===== DOCUMENT EXCERPT

Industry Textile machinery
Successor Textile Machinery Makers Ltd
Headquarters ,

Taylor, Lang & Co. was a textile machinery manufacturer based in Stalybridge, Greater Manchester, England.

The company was founded in 1852 as a tradesmen's co-operative with twenty-three members. It was originally known locally as 'The Amalgamated Shop'. The name 'Taylor Lang' may have originated in 1859.[1]

Taylor, Lang & Co. was based at the Castle Iron Works on Grosvenor Street, Stalybridge. The founders worked long hours[2] at a reduced wage[3] until the business was well-established and later became known all over the world as Taylor Lang's. The company designed and manufactured cotton spinning machinery, distributing to a global market. In the 1920s it acquired Lord Bros. of Todmorden.

==========
===== MATERIAL SHOWN

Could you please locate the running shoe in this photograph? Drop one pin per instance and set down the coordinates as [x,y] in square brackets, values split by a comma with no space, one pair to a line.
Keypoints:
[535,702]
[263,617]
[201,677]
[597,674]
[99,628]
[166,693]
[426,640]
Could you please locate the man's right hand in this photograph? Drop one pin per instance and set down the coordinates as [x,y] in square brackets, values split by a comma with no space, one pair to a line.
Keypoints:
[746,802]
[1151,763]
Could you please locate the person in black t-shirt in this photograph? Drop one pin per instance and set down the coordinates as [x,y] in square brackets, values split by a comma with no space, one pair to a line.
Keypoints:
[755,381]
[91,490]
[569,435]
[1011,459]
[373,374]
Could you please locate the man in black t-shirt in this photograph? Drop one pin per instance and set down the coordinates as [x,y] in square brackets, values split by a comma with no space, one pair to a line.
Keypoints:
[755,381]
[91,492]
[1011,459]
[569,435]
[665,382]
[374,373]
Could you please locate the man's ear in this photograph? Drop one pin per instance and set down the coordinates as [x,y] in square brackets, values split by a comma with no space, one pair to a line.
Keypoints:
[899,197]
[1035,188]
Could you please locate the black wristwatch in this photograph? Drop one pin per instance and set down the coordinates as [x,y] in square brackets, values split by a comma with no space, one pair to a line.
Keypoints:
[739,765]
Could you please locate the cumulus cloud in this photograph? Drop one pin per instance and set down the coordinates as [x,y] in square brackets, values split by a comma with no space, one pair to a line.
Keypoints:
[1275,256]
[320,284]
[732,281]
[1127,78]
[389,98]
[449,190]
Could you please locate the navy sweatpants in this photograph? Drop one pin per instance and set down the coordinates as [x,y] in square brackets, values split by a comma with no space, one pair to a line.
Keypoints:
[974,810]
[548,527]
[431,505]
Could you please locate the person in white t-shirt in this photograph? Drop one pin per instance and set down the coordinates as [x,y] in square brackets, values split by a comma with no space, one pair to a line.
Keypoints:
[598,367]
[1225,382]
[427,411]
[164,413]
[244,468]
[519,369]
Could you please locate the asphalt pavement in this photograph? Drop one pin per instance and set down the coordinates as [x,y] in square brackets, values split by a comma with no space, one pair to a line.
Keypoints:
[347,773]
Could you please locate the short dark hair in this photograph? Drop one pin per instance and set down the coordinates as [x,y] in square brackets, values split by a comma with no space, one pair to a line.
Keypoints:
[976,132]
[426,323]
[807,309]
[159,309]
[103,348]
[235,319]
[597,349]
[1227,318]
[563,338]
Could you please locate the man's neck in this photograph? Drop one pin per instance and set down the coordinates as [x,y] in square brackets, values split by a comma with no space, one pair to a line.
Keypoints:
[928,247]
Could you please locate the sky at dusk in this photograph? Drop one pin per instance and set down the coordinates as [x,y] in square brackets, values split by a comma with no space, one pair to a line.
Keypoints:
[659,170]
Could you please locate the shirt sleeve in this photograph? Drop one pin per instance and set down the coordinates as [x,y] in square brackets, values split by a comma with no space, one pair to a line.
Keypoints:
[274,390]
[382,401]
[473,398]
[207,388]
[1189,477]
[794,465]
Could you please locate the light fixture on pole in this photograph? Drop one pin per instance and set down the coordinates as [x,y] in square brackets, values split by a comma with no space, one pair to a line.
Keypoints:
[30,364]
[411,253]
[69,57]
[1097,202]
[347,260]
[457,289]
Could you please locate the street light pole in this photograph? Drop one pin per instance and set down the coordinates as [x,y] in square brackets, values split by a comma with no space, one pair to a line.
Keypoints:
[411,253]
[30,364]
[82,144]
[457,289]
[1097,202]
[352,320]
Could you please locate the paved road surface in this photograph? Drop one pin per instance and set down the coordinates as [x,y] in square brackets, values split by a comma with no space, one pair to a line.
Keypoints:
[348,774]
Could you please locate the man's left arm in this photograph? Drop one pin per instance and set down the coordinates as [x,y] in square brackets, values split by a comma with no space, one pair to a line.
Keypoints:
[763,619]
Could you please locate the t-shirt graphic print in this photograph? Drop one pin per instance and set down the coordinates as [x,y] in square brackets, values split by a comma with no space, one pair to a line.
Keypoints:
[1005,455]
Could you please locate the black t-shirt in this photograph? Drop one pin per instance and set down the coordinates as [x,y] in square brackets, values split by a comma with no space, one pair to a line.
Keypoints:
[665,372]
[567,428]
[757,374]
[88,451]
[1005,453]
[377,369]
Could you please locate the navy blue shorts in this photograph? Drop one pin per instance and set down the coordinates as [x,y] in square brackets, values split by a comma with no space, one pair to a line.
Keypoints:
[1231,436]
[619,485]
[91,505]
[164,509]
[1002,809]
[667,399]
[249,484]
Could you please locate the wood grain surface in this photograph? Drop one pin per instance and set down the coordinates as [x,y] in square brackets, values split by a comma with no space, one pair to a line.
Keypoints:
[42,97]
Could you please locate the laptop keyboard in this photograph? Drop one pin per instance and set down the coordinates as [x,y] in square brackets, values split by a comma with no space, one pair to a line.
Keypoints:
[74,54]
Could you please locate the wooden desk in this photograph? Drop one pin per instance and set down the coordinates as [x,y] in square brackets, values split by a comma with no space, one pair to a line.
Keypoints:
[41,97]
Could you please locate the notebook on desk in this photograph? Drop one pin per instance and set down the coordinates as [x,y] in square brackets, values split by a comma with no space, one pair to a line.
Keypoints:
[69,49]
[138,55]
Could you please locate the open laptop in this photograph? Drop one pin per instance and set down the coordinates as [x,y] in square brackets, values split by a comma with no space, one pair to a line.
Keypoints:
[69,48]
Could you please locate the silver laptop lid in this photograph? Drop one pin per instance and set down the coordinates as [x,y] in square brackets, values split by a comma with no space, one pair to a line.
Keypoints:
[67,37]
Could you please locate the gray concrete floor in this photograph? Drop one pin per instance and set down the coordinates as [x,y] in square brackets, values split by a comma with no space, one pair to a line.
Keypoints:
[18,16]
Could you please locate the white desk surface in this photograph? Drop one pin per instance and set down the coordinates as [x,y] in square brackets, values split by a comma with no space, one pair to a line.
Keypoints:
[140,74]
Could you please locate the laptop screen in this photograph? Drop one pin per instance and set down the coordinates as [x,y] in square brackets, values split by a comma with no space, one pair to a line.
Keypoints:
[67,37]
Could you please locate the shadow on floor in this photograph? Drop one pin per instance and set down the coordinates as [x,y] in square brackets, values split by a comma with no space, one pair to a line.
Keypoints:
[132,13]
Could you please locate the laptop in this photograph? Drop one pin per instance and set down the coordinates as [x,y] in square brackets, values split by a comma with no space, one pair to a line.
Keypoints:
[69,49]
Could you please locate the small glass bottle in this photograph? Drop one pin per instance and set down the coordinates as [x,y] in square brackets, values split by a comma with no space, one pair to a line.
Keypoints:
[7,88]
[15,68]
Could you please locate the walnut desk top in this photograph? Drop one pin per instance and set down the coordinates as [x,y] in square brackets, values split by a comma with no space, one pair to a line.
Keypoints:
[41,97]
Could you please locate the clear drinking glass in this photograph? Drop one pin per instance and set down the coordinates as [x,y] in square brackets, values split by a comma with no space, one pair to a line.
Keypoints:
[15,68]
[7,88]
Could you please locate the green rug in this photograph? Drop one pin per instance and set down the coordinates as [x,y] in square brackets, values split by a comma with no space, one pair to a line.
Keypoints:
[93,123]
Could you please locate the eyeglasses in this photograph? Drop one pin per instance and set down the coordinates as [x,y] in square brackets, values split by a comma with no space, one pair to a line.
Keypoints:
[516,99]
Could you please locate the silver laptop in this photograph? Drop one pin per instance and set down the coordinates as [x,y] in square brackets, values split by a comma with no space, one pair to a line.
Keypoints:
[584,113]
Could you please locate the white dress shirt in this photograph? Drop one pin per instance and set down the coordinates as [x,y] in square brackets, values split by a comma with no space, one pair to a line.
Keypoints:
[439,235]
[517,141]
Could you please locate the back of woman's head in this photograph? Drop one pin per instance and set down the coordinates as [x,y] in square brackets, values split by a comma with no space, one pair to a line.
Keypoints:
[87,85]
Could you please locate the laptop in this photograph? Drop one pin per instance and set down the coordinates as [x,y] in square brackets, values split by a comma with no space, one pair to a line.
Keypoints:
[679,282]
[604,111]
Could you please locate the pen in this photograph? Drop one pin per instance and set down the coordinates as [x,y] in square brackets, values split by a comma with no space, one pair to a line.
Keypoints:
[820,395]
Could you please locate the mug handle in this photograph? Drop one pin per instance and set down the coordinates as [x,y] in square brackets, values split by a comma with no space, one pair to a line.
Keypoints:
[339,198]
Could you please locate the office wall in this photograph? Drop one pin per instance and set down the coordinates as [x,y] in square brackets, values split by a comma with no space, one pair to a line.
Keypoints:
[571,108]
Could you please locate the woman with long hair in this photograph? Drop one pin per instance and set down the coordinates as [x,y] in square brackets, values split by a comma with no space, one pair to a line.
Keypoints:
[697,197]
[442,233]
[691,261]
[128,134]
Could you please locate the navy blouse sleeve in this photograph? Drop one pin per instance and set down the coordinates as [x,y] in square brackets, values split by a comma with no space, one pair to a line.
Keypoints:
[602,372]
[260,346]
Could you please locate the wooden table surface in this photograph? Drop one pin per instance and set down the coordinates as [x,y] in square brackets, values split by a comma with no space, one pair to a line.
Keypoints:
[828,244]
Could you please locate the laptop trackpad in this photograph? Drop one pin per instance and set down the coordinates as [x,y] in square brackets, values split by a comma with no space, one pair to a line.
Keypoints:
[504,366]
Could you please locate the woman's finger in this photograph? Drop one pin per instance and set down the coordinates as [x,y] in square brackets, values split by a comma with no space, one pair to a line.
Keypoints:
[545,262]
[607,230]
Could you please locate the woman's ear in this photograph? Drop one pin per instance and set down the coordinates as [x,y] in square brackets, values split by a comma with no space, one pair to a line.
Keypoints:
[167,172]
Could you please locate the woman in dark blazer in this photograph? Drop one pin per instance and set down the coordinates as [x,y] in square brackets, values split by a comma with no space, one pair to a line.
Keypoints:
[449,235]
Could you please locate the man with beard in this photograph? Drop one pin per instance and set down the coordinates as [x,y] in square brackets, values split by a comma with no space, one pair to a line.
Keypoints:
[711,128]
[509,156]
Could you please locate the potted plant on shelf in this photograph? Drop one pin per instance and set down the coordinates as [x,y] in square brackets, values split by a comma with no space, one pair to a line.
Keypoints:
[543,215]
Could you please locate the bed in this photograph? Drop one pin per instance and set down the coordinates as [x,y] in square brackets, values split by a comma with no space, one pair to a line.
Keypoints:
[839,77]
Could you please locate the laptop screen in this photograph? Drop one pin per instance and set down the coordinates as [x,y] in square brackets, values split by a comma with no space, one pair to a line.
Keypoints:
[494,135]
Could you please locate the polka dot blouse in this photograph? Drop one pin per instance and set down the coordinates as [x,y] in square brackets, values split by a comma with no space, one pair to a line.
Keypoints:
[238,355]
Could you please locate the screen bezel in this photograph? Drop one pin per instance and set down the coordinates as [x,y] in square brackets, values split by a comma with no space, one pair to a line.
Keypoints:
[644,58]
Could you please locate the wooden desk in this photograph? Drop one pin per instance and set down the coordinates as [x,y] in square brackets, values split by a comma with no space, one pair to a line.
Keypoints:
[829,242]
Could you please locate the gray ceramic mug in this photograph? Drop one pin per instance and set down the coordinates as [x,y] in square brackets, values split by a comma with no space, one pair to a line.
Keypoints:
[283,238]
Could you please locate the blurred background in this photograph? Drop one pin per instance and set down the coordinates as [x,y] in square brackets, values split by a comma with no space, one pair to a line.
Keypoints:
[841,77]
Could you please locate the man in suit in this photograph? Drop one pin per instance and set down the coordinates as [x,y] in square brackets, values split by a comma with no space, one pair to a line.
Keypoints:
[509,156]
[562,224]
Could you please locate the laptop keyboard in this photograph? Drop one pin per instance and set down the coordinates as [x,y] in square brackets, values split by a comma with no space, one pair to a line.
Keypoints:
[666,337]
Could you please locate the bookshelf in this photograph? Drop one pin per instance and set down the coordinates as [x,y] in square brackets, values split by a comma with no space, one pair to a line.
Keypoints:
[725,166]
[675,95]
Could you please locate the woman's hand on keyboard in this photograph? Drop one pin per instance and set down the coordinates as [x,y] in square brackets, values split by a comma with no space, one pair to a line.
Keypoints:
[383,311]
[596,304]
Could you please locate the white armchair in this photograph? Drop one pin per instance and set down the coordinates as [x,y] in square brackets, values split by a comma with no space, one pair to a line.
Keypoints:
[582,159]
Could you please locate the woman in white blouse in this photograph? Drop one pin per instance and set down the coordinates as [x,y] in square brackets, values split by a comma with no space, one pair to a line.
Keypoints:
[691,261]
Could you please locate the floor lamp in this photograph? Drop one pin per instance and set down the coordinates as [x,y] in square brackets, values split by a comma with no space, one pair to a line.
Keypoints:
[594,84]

==========

- [WHAT THIS EXERCISE ASKS]:
(1) According to the passage on Taylor, Lang & Co., which firm did the company acquire in the 1920s?
(2) Please count the lines of the listing that contain the string "floor", matching case exactly, and give only that number.

- [THE RESPONSES]:
(1) Lord Bros. of Todmorden.

(2) 3